**Tasks to perform**:
a) In the article on tax-increment financing, how many TIF districts did Dallas create between 1988 and 1999?
b) Output the portion of the article on tax-increment financing that begins with the words containing "However, Iams acknowledged" and ends with "recover, Iams said.".
c) Write the next part of the article on tax-increment financing, picking up after its final sentence.

**Passage**:
# # #

Economy Challenging TIFs, Speakers Say

WASHINGTON — Tax-increment financing is an increasingly popular finance tool for cities looking to finance mass transit development, but participants in such projects said Thursday that economic conditions have created several significant challenges for TIF undertakings.

Speaking to an audience of mainly local government employees and bankers during a webcast sponsored by the Council of Development Finance Agencies and Stifel Nicolaus & Co., Alex Iams, a commercial development planner for Arlington Economic Development in Virginia, and Karl Stundins, area redevelopment program manager for Dallas, expressed similar concerns.

Iams, using a $207 million TIF in Arlington’s Crystal City neighborhood as a case study, said the county jumped on the opportunity to use TIF last year when it determined that redeveloping the area, constructed mostly during the 1960s and 1970s, could probably more than double the tax base.

However, Iams acknowledged that some projections of TIF revenue compared to the cost of the project, which would include a streetcar network, show the two curves nearly intersecting at times. The county has some apprehension about how the commercial market will continue to recover, Iams said.

“Things seem to be staying on script for now,” he said. “We’re keeping an eye on everything, but we’re happy with where we are.”

Stundins said Dallas created seven TIF districts between 1988 and 1999, but saw an explosion in them recently, with seven new ones popping up between 2005 and 2006. Most of those are way up in value, he said, but others have not seen the expected increases.

“The financial market is entirely not back since 2007,” Stundins said.

# # #

**Entries supplied**:
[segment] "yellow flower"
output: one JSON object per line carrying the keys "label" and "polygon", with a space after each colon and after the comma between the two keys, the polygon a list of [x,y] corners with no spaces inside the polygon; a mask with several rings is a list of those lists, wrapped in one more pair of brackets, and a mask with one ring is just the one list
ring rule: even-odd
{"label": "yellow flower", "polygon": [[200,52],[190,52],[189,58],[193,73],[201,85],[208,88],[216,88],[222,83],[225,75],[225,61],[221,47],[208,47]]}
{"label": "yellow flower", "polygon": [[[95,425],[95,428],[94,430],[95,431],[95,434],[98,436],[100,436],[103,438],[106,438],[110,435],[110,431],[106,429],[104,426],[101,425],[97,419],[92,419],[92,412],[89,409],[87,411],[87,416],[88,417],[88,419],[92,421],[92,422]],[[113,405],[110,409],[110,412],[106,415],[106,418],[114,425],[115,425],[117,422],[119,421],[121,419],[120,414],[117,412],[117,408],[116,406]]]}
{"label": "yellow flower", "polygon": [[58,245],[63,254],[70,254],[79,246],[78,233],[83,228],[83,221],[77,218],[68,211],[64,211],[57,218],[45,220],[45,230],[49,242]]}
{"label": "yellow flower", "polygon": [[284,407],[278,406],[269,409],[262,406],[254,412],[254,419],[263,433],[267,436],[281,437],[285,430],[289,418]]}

# # #

**Responses per task**:
a) Seven.

b)
However, Iams acknowledged that some projections of TIF revenue compared to the cost of the project, which would include a streetcar network, show the two curves nearly intersecting at times. The county has some apprehension about how the commercial market will continue to recover, Iams said.

c)
Dallas has been looking at possibilities for injecting some life into under-performing TIF districts, including redrawing their boundaries, he said. But among the lessons of the past few years is the existence of a “political reluctance” to redraw a TIF district, “even if the timing wasn’t right,” he added.

Stundins said finding the initial money can be a huge challenge because it is rare for a potential district to showcase sufficient demand in several real estate sectors at once, including commercial, residential and medical.

“If you can’t get bank financing to do the private side, nobody is really going to be happy with the outcome,” he said.

Local governments considering TIF need to find developers with pockets deep enough to absorb high up-front costs, and understand enough about market absorption to scale back overly optimistic projections from the developer, Stundins said.

Iams said it can sometimes be necessary to wait awhile before issuing TIF revenue bonds, because allowing the development to realize its potential would be a credit enhancement for such debt.

CDFA and Stifel Nicolaus plan to continue hosting discussions on TIF financing, CDFA officials said.